§ **PAGE EXTRACT**:
☆ ☆ ☆ ☆
A: September 8th at 3pm we got an immediate evacuation order. Normally you get a warning but it went straight to an order. They blocked off the only way up to allow for egress. But that left people in town unable to get back home to evacuate their stuff and animals. I worked on getting the llamas and goats evacuated for hours but they weren’t letting animal rescues up.
And the power was turned off the day before because of wind. Our generator wouldn’t restart so we were without power or internet. We waited as long as we could. At 12:15 am we had to let the animals out of the barn so they wouldn’t get trapped inside. By that point we could hear propane tanks etc., blowing up in the distance and texts were telling us that Berry Creek was completely on fire.
Q: Where did you stay? How long?
A: We made it to our friends house about 40 minutes away at 2:30 am. When we arrived they had also just got an evacuation warning. But we stayed because they were far enough out. We also sheltered there 22 months before for ten days during the Camp Fire. (When?)
Q. Was yours the only house left that wasn’t burned in your “neighborhood?
There were 1700 structures lost. We were one of about 50 that survived. Our house and barn survived. That was a combination of a miracle and lots of clearance that Chuck has been actively working on for the past two years.
☆ ☆ ☆ ☆
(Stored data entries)
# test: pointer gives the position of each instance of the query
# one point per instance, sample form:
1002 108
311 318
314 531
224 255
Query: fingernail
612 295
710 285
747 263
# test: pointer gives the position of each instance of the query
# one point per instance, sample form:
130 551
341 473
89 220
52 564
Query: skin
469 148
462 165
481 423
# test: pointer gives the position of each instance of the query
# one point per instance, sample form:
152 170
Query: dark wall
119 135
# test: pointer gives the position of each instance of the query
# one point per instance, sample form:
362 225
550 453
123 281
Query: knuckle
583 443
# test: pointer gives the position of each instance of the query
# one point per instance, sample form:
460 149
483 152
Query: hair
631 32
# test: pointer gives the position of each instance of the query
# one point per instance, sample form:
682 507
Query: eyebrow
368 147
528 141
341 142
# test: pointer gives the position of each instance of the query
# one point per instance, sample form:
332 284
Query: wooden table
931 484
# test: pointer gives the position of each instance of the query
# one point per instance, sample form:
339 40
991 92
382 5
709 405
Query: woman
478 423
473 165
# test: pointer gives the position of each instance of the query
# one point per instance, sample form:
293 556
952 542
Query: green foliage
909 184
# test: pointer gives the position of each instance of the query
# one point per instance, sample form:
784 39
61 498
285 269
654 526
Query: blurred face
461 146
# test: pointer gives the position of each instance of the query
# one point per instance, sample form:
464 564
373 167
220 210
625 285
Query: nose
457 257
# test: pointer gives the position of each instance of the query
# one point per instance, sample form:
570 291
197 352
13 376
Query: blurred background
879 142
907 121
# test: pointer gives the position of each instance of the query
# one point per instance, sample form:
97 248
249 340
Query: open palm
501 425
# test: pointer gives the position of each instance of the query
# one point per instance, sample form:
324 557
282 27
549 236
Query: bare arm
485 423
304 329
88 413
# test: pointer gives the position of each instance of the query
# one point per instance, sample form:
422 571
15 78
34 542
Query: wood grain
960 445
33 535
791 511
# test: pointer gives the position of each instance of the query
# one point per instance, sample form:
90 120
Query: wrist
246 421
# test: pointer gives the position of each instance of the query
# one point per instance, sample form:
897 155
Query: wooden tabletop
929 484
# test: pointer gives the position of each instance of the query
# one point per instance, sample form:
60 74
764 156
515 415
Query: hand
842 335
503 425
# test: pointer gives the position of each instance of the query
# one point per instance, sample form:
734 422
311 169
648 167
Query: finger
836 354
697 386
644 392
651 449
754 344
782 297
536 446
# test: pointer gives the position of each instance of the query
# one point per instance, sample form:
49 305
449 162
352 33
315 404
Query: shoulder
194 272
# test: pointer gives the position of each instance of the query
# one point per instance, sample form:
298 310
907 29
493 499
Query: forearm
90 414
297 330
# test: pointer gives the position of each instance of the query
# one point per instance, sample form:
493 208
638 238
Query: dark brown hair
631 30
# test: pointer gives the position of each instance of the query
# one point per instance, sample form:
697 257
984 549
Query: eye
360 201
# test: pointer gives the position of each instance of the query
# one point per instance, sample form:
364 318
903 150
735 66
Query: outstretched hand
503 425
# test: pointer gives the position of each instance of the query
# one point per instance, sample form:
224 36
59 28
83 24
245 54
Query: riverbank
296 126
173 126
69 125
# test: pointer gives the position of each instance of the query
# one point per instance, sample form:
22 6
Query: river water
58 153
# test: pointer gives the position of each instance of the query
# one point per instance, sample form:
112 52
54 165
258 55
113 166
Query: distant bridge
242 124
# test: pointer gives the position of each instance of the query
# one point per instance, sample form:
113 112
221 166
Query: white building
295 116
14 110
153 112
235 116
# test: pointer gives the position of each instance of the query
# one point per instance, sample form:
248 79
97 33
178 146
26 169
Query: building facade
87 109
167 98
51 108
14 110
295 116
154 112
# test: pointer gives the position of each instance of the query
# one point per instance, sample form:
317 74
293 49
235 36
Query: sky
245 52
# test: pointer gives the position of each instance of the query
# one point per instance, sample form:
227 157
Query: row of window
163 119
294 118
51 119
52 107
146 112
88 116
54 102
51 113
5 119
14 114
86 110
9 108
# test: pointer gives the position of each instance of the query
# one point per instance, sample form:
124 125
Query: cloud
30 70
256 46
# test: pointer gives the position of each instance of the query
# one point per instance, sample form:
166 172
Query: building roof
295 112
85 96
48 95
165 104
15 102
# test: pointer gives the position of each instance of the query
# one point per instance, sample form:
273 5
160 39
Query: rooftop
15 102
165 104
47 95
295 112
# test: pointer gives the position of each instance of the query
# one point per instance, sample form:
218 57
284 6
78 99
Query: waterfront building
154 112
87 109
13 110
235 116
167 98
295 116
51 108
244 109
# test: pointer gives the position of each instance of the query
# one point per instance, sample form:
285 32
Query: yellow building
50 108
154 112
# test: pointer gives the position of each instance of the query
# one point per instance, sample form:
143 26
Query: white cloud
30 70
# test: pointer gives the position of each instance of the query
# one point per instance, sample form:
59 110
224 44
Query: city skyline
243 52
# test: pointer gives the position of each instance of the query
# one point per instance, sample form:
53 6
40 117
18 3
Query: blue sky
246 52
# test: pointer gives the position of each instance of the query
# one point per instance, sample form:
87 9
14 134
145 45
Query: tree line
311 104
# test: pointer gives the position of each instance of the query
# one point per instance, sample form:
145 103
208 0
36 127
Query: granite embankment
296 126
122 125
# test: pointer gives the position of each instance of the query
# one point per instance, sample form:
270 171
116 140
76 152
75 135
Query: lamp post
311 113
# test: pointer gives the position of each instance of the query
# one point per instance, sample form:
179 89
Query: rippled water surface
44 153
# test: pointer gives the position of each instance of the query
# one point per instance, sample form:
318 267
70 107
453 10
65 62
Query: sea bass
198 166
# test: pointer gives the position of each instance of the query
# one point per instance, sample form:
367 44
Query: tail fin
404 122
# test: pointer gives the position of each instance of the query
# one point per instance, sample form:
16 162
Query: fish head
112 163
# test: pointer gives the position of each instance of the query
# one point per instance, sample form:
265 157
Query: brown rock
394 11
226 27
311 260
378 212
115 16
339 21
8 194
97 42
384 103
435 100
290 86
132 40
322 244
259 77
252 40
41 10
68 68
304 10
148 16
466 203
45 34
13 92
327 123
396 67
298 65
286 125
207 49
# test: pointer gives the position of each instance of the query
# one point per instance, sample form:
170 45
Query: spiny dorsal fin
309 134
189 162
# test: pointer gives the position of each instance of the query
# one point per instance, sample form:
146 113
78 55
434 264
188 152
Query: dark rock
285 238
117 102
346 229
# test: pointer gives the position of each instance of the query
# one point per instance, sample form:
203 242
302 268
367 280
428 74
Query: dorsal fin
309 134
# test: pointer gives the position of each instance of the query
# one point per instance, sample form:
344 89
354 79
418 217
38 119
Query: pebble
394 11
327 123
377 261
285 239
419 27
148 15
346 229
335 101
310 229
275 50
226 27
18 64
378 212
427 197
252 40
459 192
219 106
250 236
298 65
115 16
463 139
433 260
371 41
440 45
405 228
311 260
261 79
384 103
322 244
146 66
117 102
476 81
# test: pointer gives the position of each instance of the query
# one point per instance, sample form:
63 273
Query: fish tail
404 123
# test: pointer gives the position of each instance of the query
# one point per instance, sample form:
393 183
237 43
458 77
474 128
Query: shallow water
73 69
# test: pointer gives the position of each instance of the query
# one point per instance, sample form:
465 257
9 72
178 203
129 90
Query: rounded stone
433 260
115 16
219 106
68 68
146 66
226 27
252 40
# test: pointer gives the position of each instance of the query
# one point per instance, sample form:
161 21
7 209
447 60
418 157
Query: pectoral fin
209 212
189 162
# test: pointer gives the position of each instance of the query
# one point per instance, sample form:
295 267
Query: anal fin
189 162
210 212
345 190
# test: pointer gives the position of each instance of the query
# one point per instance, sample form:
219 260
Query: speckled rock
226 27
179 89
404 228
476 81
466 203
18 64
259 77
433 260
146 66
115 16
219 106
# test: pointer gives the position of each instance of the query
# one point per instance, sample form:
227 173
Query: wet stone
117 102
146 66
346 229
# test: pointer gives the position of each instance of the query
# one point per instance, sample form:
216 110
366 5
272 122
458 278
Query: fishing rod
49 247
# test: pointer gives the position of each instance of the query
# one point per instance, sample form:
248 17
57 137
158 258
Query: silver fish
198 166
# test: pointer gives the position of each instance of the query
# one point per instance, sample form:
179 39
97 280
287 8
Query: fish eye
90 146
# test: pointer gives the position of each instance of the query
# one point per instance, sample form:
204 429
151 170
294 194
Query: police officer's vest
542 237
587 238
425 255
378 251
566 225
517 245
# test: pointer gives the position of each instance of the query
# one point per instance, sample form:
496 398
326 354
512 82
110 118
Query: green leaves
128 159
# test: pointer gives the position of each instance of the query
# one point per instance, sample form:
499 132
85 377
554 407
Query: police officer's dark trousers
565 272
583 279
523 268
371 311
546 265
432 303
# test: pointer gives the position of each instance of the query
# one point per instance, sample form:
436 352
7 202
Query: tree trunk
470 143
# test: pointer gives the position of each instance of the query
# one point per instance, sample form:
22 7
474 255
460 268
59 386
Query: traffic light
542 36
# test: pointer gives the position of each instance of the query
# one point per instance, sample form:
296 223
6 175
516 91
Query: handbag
☆ ☆ ☆ ☆
§ **PROMPT**:
In the wildfire evacuation interview, how many structures were lost? These items were taken from a different source than the text.

§ **TASK SOLUTION**:
1700 structures were lost.